__THE PROBLEM__: Omitting every picture, copy the lines from the one that contains "[point] every instance of the black" through the last line of the records below, exactly and with nothing added.

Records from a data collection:
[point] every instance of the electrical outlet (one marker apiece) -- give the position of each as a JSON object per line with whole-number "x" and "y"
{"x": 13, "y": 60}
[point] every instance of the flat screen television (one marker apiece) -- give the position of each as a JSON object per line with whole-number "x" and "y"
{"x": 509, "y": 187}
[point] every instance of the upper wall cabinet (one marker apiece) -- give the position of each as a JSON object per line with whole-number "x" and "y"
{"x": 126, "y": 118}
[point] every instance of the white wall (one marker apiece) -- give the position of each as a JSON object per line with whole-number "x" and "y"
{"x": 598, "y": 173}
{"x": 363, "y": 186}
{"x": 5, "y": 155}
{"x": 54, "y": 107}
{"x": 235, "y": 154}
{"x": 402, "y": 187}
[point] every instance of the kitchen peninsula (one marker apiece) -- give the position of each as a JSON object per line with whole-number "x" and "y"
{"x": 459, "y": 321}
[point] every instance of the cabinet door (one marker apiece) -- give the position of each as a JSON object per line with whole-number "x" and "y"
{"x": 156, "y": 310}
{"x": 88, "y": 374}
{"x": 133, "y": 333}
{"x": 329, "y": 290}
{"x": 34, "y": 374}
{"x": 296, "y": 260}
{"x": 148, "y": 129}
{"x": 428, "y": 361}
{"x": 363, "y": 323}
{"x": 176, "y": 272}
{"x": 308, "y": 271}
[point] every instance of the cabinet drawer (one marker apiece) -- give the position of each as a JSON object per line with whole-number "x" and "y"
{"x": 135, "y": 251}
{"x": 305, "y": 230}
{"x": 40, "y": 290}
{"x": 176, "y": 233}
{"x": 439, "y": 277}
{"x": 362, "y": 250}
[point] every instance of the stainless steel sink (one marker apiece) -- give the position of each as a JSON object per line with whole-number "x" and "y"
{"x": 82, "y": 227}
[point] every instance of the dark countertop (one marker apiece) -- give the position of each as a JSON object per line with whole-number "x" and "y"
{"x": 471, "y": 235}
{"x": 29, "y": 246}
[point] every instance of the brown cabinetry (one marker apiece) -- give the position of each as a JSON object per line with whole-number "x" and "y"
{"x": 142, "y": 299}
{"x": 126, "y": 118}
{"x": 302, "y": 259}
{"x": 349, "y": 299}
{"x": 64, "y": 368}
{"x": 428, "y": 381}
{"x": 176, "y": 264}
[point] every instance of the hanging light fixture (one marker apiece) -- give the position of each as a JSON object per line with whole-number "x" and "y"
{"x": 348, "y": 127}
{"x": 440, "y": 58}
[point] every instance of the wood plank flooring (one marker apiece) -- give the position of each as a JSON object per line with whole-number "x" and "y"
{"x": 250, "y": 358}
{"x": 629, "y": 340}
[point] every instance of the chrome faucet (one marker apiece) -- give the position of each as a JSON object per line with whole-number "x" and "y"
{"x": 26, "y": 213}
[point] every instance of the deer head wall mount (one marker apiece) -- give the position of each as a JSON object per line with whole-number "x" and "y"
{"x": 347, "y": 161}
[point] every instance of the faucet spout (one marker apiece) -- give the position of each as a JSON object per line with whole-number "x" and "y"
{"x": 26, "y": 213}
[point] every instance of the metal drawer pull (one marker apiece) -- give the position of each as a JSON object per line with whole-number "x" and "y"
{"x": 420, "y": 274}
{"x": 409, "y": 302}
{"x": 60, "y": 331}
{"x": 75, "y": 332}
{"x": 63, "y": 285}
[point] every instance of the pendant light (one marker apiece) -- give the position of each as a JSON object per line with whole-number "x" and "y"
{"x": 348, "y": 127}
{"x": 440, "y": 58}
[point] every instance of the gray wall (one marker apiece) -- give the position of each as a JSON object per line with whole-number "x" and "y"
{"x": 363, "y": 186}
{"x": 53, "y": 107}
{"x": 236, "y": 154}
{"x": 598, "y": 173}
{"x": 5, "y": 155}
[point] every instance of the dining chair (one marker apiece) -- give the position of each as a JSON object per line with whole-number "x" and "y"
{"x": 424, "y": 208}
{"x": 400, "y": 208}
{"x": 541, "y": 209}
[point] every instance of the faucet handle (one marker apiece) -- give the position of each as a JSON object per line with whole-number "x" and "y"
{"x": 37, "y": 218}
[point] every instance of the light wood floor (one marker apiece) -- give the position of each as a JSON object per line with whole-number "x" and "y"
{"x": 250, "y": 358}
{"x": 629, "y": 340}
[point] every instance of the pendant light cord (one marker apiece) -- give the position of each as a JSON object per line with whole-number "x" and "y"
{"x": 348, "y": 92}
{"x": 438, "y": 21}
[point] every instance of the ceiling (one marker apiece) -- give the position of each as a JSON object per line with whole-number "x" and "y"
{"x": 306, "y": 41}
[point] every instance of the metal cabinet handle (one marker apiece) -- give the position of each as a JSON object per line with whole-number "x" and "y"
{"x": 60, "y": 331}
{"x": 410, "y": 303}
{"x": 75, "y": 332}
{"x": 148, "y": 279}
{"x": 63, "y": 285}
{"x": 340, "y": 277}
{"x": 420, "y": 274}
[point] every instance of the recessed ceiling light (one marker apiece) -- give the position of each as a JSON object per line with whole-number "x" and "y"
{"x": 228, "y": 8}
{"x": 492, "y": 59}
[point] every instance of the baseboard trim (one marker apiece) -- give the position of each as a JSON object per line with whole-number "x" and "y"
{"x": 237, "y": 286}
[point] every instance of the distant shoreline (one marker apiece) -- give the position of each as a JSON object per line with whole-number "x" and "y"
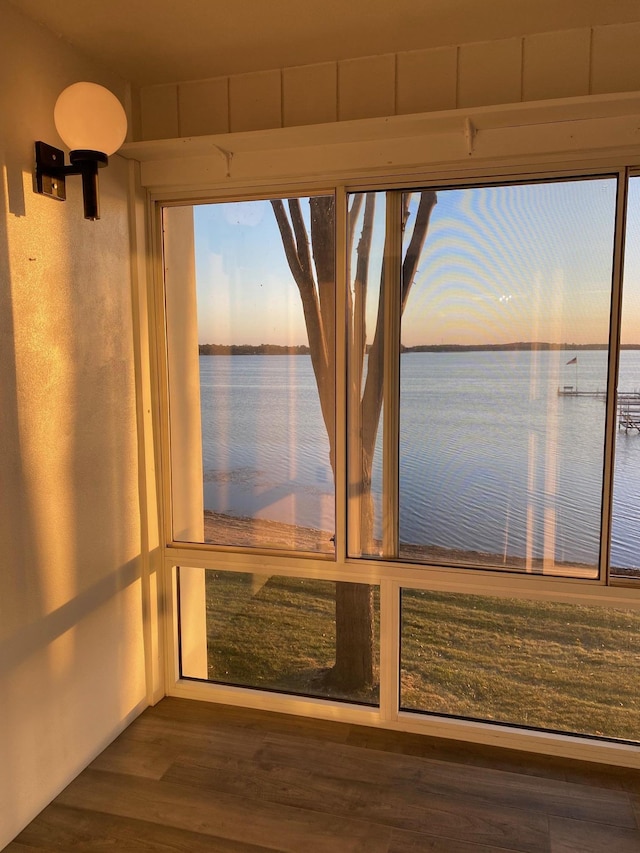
{"x": 516, "y": 346}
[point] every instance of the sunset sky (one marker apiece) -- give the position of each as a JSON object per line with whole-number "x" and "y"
{"x": 501, "y": 264}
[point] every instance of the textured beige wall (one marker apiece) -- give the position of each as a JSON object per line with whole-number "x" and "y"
{"x": 558, "y": 64}
{"x": 71, "y": 650}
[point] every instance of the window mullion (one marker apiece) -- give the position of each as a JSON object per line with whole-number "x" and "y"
{"x": 391, "y": 374}
{"x": 613, "y": 370}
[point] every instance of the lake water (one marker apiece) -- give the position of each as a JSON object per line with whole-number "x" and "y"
{"x": 491, "y": 457}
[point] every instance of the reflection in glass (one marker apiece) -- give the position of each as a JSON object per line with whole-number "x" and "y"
{"x": 276, "y": 633}
{"x": 542, "y": 665}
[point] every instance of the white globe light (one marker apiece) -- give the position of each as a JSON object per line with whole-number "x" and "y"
{"x": 90, "y": 117}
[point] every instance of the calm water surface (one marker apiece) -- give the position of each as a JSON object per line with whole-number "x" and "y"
{"x": 491, "y": 458}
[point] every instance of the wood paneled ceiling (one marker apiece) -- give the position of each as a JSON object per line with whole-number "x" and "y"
{"x": 162, "y": 41}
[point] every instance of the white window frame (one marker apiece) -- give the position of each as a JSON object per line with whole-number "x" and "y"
{"x": 569, "y": 138}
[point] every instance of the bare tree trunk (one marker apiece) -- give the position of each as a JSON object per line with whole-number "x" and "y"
{"x": 353, "y": 668}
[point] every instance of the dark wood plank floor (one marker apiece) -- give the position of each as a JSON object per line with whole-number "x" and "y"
{"x": 190, "y": 776}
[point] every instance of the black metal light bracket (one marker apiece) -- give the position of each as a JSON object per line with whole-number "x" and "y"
{"x": 51, "y": 173}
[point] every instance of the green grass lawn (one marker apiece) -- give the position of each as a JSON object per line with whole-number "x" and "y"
{"x": 545, "y": 665}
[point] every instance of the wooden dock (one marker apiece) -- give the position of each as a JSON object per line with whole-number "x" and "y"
{"x": 628, "y": 404}
{"x": 629, "y": 412}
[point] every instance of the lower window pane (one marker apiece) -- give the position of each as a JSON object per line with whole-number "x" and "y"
{"x": 279, "y": 633}
{"x": 542, "y": 665}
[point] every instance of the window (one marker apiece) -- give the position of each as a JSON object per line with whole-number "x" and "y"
{"x": 250, "y": 352}
{"x": 410, "y": 487}
{"x": 500, "y": 346}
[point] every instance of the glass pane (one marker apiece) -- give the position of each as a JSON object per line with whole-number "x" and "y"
{"x": 625, "y": 537}
{"x": 250, "y": 309}
{"x": 365, "y": 253}
{"x": 279, "y": 633}
{"x": 503, "y": 371}
{"x": 542, "y": 665}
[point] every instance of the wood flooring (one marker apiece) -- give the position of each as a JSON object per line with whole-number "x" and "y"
{"x": 192, "y": 776}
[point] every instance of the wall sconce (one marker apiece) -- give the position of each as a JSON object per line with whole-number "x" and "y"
{"x": 92, "y": 122}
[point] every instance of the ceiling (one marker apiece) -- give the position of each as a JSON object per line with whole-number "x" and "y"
{"x": 162, "y": 41}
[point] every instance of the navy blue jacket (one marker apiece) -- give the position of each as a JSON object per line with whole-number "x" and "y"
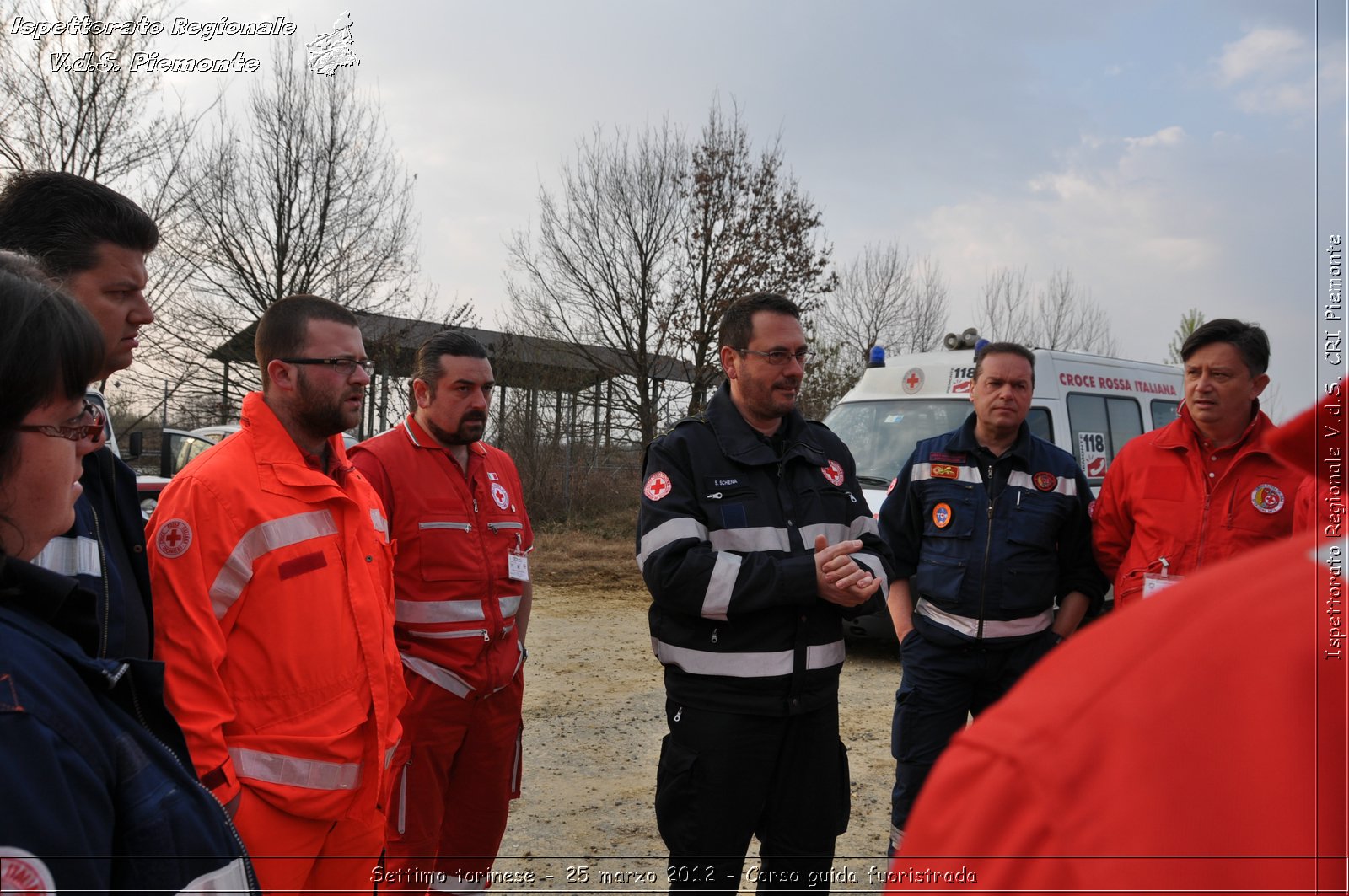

__FINAL ANSWER__:
[point] every instance of the black metal light bracket (one marker apiece) -- give the position of each as a JSON object per line with whole-number "x" and "y"
{"x": 51, "y": 173}
[point] every instance of the green grass lawn (one marker apiece) -- give the position of each as a JSON object per line with whole-number "x" and "y"
{"x": 545, "y": 665}
[point] every instance of the wooden dock (one marker apiece) -- give the position of each as a JSON object per line with whole-number "x" and "y"
{"x": 628, "y": 404}
{"x": 629, "y": 412}
[point] every instance of the lower window pane (one marker apiece) -- give the position of each as a JSON object per line with whole-number "x" and "y"
{"x": 279, "y": 633}
{"x": 542, "y": 665}
[point] every instance of the window (one marker apiece) -- give the position of each as a JSON object per line with whole-number "x" and "y"
{"x": 250, "y": 352}
{"x": 410, "y": 487}
{"x": 500, "y": 346}
[point] every instance of the glass pane (one marker apiece) -- give the position of each as a JSON object per line with whole-number "x" and "y"
{"x": 625, "y": 537}
{"x": 250, "y": 309}
{"x": 365, "y": 253}
{"x": 279, "y": 633}
{"x": 503, "y": 371}
{"x": 542, "y": 665}
[point] every instance of the wood flooring (one marker apiece) -- give the position of each as a JSON object per line with whole-number "x" and "y"
{"x": 192, "y": 776}
[point] every instance of the wall sconce (one marker apiece) -- give the position of each as a JSON object per line with whole-number "x" and "y"
{"x": 92, "y": 122}
[point] every instance of the ceiling (one marker apiece) -- give the position of each as a JSON object per line with whole-number "x" and "y"
{"x": 162, "y": 41}
[point] every instance of the navy blue jacket (one marker apiece) -- give the position of each as a JSON object per line with whole-number "x" and "y"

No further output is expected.